HMM-Based Chord Recognition

Following Section 5.3.4 of [Müller, FMP, Springer 2015], we discuss in this notebook an HMM-based approach for chord recognition. The idea of using HMMs for chord recognition was originally introduced by Sheh and Ellis.

• Alexander Sheh, Daniel P. W. Ellis: Chord segmentation and recognition using EM-trained hidden Markov models. Proceedings of the International Conference on Music Information Retrieval (ISMIR), Baltimore, 2003.
• Taemin Cho, Juan Pablo Bello: On the Relative Importance of Individual Components of Chord Recognition Systems. IEEE/ACM Transactions on Audio, Speech, and Language Processing, 22 (2014), pp. 466–492.
• Nanzhu Jiang, Peter Grosche, Verena Konz, Meinard Müller: Analyzing Chroma Feature Types for Automated Chord Recognition. Proceedings of the AES Conference on Semantic Audio, Ilmenau, Germany, 2011.

INFORMATION SHOWN -
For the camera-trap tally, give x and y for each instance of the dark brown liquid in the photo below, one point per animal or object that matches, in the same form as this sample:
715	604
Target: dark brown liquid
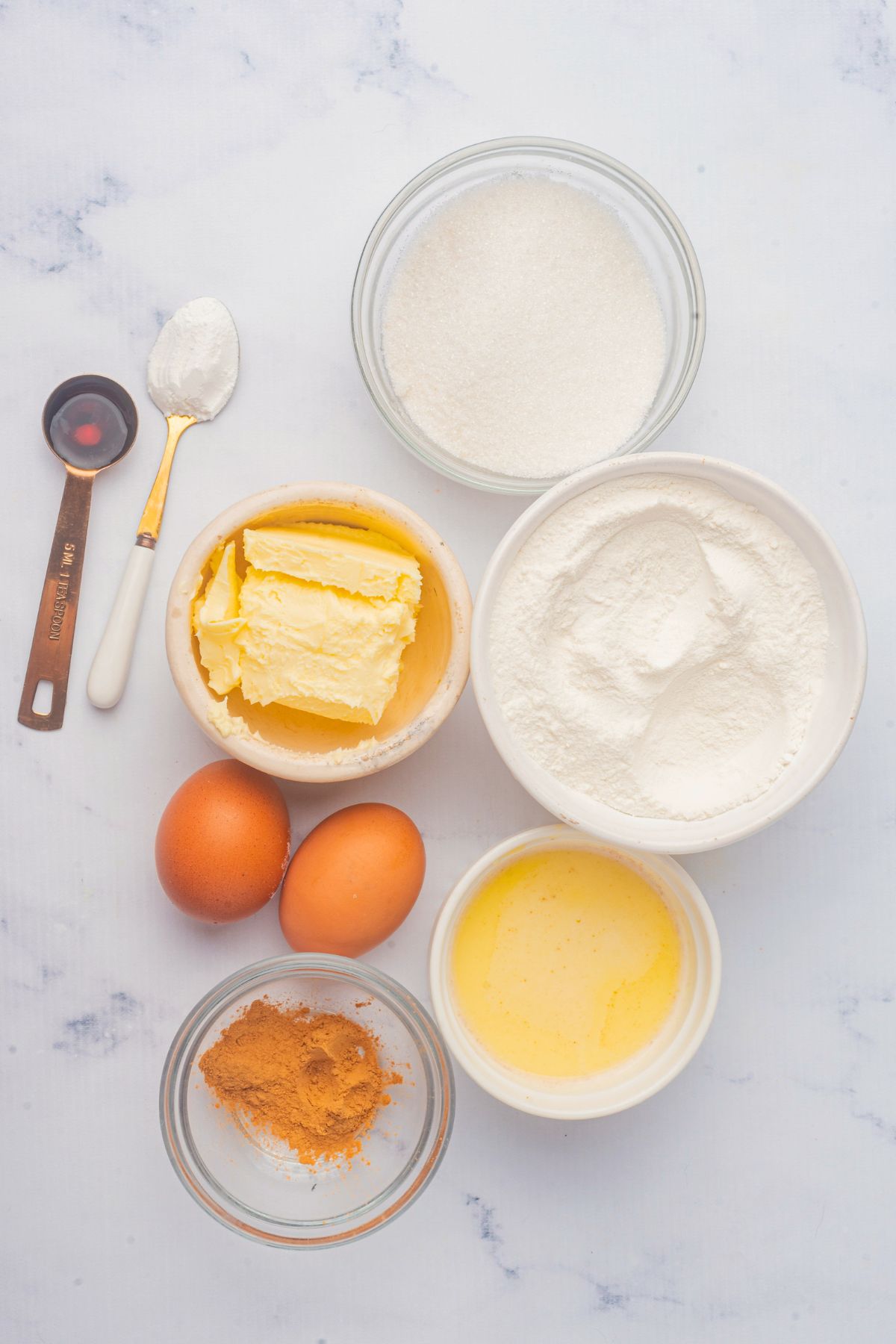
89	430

SET TASKS -
1. Using the passage on HMM-based chord recognition, decide whether each statement agrees with it. Answer yes or no for each, and quote the words of the passage that settle it.
(a) Sheh and Ellis first introduced the idea of using HMMs for chord recognition.
(b) The paper by Cho and Bello was published in 2011.
(c) The paper by Sheh and Ellis appeared in the proceedings of a conference held in Baltimore.
2. Revise the passage on HMM-based chord recognition by writing out everything from "Following Section 5.3.4" down to "(2014), pp. 466–492.", putting "chapter" in place of "notebook".
The data has no role in this exercise.

TASK ANSWERS -
1.
(a) Yes: "The idea of using HMMs for chord recognition was originally introduced by Sheh and Ellis."
(b) No: "22 (2014), pp. 466–492."
(c) Yes: "Proceedings of the International Conference on Music Information Retrieval (ISMIR), Baltimore, 2003."

2.
Following Section 5.3.4 of [Müller, FMP, Springer 2015], we discuss in this chapter an HMM-based approach for chord recognition. The idea of using HMMs for chord recognition was originally introduced by Sheh and Ellis.

• Alexander Sheh, Daniel P. W. Ellis: Chord segmentation and recognition using EM-trained hidden Markov models. Proceedings of the International Conference on Music Information Retrieval (ISMIR), Baltimore, 2003.
• Taemin Cho, Juan Pablo Bello: On the Relative Importance of Individual Components of Chord Recognition Systems. IEEE/ACM Transactions on Audio, Speech, and Language Processing, 22 (2014), pp. 466–492.